* _Aufgaben_
1 - Beantworten Sie anhand des Reiseberichts:
(a) In welche Richtung ging es nach dem Prüfen los?
(b) Was lag vor der erzählenden Person, als sie sich wegdrehte?
(c) Was bemerkte die erzählende Person beim Umdrehen auf dem Wasser?
2 - Geben Sie im Reisebericht den Abschnitt von „Gesagt, getan. Nach“ bis einschließlich „falsche Richtung lief.“ wieder und benennen Sie dabei „Main“ in „Rhein“ um.
3 - Fassen Sie den Absatz des Reiseberichts, der mit „Gesagt, getan.“ beginnt, als Stichpunktliste zusammen und behalten Sie die wesentlichen Fakten bei.

* _Vorliegender Text_
• • • • • • •

Gesagt, getan. Nach mehrmaligem Prüfen, ob wir denn auch nichts wichtiges vergessen hatten, gingen wir los in Richtung Zentrum. Wir liefen so des Weges entlang und urplötzlich stellt er sich an einen Busch, um ihn mit seinem Urin zu gießen. Ich drehte mich weg und hatte wieder den Main vor mir, dieses Mal aber mit einem schwimmenden Steg. Das war meine Chance, also ging ich auf das Wasser und konnte dort spüren, wie die Wellen, sich von Anfang bis Ende des Steges ausbreiteten und verteilten. Ich war gefühlt ein paar Minuten dort, bis ich mich umdrehte und bemerkte, dass mein Reisefreund in eine falsche Richtung lief.

• • • • • • •

* _Angezeigte Einträge_

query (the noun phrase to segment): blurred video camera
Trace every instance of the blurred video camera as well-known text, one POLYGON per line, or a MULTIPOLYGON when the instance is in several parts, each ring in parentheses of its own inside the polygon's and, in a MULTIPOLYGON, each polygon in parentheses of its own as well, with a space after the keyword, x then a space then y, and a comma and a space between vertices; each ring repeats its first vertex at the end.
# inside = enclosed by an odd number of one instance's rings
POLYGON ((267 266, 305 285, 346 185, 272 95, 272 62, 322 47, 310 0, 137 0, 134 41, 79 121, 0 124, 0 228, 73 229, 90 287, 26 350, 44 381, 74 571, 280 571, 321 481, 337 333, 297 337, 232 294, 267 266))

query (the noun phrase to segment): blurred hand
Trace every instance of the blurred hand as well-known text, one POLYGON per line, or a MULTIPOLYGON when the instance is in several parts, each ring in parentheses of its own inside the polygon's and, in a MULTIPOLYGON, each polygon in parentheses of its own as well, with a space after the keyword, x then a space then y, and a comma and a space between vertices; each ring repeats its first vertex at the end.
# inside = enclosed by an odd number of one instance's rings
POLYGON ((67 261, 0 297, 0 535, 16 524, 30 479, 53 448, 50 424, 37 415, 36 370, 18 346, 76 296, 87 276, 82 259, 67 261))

• • • • • • •

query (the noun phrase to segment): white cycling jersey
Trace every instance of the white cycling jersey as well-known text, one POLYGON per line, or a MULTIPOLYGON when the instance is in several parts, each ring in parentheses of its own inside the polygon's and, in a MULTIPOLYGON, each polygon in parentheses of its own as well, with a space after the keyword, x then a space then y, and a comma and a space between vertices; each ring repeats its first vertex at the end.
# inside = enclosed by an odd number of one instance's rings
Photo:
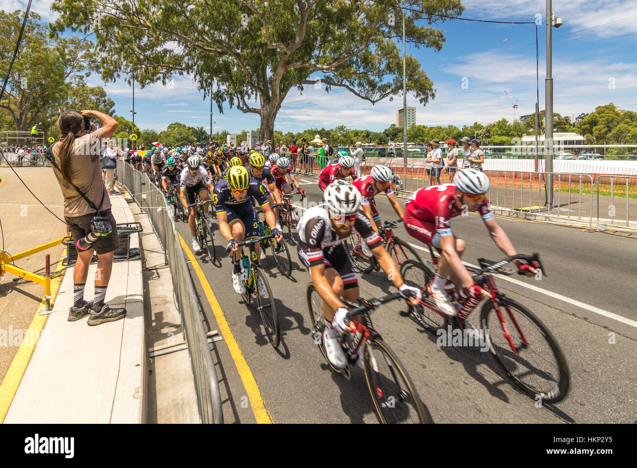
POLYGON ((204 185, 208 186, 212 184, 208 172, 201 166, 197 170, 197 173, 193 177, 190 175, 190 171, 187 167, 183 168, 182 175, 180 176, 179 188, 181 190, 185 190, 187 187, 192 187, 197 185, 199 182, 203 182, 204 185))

• • • • • • •

* _Lösungen_
1 -
(a) In Richtung Zentrum.
(b) Der Main, dieses Mal mit einem schwimmenden Steg.
(c) Dass der Reisefreund in eine falsche Richtung lief.

2 -
Gesagt, getan. Nach mehrmaligem Prüfen, ob wir denn auch nichts wichtiges vergessen hatten, gingen wir los in Richtung Zentrum. Wir liefen so des Weges entlang und urplötzlich stellt er sich an einen Busch, um ihn mit seinem Urin zu gießen. Ich drehte mich weg und hatte wieder den Rhein vor mir, dieses Mal aber mit einem schwimmenden Steg. Das war meine Chance, also ging ich auf das Wasser und konnte dort spüren, wie die Wellen, sich von Anfang bis Ende des Steges ausbreiteten und verteilten. Ich war gefühlt ein paar Minuten dort, bis ich mich umdrehte und bemerkte, dass mein Reisefreund in eine falsche Richtung lief.

3 -
- Vor dem Aufbruch wird mehrmals geprüft, ob nichts Wichtiges vergessen wurde. Danach geht es in Richtung Zentrum.
- Unterwegs uriniert der Reisefreund unvermittelt an einen Busch.
- Die erzählende Person dreht sich weg und sieht den Main mit einem schwimmenden Steg.
- Auf dem Steg spürt sie, wie sich die Wellen von Anfang bis Ende ausbreiten.
- Nach gefühlt einigen Minuten dreht sie sich um und bemerkt, dass der Reisefreund in eine falsche Richtung läuft.